PROBLEM :: Copy the data below word for word, beginning with the line that contains "Q: Pick out each instance of the golden" and continuing through the final line of the data, both ends included.

RECORDED DATA ::
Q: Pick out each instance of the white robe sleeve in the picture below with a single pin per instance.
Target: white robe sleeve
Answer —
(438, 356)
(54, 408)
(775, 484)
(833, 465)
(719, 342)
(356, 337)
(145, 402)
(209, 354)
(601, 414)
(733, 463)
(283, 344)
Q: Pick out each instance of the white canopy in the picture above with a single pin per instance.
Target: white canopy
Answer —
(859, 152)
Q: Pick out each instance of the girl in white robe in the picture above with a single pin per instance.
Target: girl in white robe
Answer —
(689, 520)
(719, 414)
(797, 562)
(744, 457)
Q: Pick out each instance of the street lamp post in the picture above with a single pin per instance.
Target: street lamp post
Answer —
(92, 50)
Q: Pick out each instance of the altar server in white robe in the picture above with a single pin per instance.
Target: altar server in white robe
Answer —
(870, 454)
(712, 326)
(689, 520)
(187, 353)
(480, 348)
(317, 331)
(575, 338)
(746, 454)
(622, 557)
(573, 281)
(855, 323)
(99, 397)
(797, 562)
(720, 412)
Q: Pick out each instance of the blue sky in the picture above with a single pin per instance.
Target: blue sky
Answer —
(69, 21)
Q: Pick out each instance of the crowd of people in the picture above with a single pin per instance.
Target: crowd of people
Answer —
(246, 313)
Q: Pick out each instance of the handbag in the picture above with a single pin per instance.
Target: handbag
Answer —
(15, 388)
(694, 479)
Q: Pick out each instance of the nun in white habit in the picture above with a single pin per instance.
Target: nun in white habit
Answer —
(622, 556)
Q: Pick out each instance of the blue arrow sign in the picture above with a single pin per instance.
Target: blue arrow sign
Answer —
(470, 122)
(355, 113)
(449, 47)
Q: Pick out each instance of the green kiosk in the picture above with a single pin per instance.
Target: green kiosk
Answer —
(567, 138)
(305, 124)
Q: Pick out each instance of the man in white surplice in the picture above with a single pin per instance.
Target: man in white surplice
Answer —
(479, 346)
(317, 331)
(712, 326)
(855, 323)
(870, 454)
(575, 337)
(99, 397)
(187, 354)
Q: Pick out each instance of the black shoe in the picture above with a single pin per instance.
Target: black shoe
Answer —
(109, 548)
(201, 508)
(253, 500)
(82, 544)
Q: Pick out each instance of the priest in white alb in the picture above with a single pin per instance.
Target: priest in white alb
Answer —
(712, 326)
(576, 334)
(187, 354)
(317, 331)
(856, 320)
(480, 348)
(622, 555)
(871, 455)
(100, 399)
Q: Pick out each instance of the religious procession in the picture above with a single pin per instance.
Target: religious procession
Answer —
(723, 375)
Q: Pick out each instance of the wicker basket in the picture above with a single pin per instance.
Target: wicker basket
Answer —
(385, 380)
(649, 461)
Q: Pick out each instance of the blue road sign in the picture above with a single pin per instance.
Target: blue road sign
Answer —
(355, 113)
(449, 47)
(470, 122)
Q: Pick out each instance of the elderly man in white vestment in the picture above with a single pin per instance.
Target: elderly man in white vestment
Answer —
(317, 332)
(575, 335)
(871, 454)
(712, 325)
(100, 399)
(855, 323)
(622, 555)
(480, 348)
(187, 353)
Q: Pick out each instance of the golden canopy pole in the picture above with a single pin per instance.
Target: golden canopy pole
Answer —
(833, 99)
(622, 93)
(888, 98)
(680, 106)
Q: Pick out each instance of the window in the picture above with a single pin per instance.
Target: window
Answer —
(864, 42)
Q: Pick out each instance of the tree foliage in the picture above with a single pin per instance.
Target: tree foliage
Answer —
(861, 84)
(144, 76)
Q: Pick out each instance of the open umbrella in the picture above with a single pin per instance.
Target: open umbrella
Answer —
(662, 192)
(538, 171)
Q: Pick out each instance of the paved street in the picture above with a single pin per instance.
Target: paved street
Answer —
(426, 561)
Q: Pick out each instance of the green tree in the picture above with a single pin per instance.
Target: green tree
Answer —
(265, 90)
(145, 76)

SOLUTION TO THE EXERCISE ::
Q: Pick out each instance of the golden canopy pole in the picture above with a single pin per instance.
Target: golden canopy pole
Answer —
(833, 99)
(622, 93)
(888, 98)
(680, 106)
Q: Pick out each instance of the window in the picture above with a single pin per instance.
Target: window
Answer —
(864, 42)
Q: Pick out each instance of the tree foliage in the picture above with a single pin per instance.
Target: tree foliage
Answer —
(861, 84)
(144, 76)
Q: Pick out each instance of the open umbrella in the picture above with a single pin per instance.
Target: open umbrella
Answer —
(662, 192)
(538, 171)
Q: Pick out each instance of the paved street in the picture above with a single pin per instance.
Target: paved street
Answer —
(426, 561)
Q: Pick out each instance of the green tree in the picture above with a single pin per instance.
Target: green tree
Answer —
(265, 90)
(145, 76)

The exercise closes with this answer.